**Aim**
Convert the records, starting at their first line and ending at the line that contains "point(266, 147)", into a JSON list of strings with one string per line. Include both of those lines and leave out any blank lines.

[Collected data]

## BEGIN

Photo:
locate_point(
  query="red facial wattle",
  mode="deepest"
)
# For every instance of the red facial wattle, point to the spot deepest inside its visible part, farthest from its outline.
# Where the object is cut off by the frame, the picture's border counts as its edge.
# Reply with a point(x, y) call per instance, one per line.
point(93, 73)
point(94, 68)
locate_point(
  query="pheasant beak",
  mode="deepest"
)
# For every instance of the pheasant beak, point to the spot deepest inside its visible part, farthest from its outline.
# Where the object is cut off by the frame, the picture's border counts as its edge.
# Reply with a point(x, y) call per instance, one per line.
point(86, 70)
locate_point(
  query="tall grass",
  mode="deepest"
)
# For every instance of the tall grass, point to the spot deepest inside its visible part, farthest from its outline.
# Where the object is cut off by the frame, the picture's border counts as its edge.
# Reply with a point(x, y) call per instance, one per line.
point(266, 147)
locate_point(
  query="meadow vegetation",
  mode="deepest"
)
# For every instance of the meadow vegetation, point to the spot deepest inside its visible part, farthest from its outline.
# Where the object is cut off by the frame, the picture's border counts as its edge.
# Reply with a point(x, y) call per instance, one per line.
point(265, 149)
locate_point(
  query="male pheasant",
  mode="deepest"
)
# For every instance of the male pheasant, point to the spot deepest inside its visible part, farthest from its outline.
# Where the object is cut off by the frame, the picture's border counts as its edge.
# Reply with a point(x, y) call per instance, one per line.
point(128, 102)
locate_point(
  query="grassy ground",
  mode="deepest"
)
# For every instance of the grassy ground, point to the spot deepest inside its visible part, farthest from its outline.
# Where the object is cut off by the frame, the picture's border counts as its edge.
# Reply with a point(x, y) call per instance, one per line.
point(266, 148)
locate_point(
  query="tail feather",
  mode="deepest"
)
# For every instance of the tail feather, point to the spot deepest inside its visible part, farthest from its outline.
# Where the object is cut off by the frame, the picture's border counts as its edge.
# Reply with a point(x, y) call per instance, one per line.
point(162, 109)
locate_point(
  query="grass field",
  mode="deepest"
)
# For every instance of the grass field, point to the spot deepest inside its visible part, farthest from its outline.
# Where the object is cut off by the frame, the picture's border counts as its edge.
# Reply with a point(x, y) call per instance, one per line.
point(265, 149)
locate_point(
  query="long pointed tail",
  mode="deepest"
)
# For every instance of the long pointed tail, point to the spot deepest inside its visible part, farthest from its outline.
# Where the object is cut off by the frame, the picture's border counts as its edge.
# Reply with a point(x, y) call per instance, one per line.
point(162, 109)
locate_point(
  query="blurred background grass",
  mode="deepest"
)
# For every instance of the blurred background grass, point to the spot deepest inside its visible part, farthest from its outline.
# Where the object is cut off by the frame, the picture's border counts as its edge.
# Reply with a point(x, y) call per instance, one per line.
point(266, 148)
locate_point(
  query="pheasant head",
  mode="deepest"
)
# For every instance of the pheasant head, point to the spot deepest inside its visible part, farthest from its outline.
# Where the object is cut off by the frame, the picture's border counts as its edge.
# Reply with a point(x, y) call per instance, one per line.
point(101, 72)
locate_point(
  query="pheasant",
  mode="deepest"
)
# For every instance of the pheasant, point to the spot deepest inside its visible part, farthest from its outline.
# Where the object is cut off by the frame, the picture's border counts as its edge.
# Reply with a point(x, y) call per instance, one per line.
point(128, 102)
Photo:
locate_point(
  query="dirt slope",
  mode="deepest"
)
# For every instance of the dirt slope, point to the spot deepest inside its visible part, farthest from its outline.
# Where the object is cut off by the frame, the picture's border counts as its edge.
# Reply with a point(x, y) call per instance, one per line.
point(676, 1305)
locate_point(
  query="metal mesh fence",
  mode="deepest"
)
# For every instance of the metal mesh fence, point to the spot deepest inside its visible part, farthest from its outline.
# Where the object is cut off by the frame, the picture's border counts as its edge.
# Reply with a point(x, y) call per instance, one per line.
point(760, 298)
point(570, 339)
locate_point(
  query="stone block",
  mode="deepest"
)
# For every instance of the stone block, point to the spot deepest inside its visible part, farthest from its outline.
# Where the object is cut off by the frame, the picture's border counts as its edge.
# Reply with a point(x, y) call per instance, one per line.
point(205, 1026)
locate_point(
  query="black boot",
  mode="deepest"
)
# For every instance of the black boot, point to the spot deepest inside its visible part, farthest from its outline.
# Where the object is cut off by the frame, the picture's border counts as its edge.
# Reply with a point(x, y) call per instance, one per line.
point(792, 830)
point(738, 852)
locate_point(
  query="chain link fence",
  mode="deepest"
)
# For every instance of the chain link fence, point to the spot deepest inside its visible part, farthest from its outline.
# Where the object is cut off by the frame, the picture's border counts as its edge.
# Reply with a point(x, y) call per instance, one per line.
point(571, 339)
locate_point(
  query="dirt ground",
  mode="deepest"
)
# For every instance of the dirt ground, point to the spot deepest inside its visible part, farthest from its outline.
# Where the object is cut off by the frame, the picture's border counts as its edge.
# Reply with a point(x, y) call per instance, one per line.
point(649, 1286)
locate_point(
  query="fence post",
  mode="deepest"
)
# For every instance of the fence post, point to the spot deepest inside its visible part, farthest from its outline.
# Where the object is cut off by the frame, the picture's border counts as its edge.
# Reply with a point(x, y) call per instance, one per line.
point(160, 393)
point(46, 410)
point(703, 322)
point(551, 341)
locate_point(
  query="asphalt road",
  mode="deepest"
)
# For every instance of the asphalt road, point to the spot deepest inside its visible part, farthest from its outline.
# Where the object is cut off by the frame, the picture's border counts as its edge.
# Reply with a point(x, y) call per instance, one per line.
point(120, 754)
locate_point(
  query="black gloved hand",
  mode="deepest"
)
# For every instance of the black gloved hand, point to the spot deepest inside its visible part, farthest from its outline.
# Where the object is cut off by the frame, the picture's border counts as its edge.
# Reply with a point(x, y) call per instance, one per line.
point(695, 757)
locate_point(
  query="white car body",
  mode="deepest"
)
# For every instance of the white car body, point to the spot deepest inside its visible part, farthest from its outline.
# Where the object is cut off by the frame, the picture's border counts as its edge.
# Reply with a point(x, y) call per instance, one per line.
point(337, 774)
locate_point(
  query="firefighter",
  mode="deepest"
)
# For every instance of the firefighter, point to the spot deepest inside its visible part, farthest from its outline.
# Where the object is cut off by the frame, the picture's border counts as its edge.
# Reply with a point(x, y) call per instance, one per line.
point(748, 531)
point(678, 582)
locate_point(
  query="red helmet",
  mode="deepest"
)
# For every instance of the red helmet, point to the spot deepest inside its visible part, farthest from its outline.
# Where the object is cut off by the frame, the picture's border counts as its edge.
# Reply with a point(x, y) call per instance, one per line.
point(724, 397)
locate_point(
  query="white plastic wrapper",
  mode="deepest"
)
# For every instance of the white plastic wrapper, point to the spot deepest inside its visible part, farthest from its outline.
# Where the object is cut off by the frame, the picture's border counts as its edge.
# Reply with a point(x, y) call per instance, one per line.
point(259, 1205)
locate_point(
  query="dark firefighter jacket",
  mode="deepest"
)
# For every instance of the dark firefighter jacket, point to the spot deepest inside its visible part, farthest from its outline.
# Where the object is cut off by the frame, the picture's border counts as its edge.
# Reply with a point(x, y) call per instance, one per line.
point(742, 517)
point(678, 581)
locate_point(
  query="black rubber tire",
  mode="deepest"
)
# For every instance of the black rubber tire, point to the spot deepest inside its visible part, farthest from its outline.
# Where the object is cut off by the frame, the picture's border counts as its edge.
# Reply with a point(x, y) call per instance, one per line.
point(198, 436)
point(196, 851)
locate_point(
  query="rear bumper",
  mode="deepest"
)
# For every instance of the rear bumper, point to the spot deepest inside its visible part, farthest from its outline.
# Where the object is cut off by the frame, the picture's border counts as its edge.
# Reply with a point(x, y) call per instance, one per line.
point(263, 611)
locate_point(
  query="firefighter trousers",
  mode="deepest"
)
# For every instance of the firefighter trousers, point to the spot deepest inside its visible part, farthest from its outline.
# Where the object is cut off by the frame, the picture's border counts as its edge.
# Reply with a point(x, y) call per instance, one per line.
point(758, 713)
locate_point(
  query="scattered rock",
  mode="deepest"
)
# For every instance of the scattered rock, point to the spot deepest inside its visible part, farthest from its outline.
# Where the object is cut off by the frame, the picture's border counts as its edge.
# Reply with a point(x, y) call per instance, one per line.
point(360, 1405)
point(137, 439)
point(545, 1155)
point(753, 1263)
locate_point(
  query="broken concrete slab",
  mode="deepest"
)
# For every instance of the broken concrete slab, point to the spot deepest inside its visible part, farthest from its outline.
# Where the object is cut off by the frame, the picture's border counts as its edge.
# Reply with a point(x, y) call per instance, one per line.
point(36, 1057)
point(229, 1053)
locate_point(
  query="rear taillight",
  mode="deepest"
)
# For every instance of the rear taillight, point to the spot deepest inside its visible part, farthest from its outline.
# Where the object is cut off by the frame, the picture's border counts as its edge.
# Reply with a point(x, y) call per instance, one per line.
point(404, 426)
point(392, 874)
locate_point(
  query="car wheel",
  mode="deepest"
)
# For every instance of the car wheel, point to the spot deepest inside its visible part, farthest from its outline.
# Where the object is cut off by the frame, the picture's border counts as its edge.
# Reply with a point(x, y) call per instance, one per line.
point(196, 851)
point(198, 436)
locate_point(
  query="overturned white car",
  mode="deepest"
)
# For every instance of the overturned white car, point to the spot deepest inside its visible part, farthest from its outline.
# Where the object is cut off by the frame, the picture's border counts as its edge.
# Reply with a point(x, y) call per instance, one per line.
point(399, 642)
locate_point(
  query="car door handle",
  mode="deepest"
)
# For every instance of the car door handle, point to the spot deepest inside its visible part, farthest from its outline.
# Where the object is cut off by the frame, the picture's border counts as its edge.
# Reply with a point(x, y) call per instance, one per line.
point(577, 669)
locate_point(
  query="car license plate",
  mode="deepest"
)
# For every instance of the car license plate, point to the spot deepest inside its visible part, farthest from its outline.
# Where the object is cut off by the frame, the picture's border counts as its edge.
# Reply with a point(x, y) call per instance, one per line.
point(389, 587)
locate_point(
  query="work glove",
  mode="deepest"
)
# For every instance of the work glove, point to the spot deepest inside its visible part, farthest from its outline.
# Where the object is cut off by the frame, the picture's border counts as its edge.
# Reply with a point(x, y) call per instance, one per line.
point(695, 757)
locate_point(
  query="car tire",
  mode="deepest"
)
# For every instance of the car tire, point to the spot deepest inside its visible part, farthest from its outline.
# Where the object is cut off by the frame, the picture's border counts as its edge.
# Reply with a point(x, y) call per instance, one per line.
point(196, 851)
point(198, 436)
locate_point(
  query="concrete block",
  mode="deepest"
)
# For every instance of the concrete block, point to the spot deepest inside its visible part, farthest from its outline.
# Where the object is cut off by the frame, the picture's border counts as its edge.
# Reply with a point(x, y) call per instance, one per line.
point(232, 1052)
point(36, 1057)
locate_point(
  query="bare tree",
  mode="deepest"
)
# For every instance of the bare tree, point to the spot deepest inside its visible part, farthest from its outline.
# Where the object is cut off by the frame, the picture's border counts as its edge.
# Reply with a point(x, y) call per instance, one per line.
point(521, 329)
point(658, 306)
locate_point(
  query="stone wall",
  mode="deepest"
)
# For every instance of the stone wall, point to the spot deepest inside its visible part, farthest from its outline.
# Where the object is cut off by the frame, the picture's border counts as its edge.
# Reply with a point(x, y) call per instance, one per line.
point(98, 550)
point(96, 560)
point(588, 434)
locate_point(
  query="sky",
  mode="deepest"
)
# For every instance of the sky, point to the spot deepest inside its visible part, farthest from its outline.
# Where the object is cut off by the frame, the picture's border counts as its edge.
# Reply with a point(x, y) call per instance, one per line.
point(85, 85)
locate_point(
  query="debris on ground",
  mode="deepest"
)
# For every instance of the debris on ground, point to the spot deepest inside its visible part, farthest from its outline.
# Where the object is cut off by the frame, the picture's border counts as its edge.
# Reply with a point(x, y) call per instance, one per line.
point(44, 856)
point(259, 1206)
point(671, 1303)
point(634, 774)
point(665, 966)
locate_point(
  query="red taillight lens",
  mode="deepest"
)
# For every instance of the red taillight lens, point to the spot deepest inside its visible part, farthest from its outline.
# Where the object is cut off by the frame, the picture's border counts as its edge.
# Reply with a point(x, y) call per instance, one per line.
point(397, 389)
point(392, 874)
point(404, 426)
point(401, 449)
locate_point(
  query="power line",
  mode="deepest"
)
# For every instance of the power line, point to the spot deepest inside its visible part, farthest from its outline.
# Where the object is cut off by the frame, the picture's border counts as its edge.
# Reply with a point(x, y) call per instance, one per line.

## END

**Response to this task**
[
  "Photo:",
  "locate_point(",
  "  query=\"red facial wattle\",",
  "  mode=\"deepest\"",
  ")",
  "# For every instance of the red facial wattle, point to the spot deepest inside its visible part, farthest from its outline.",
  "# Where the object is cut off by the frame, the picture's border counts as its edge.",
  "# Reply with a point(x, y) call per instance, one per line.",
  "point(93, 73)",
  "point(94, 68)",
  "locate_point(",
  "  query=\"pheasant beak\",",
  "  mode=\"deepest\"",
  ")",
  "# For every instance of the pheasant beak, point to the spot deepest inside its visible part, farthest from its outline.",
  "# Where the object is cut off by the frame, the picture's border counts as its edge.",
  "# Reply with a point(x, y) call per instance, one per line.",
  "point(86, 70)",
  "locate_point(",
  "  query=\"tall grass\",",
  "  mode=\"deepest\"",
  ")",
  "# For every instance of the tall grass, point to the spot deepest inside its visible part, farthest from its outline.",
  "# Where the object is cut off by the frame, the picture's border counts as its edge.",
  "# Reply with a point(x, y) call per instance, one per line.",
  "point(266, 147)"
]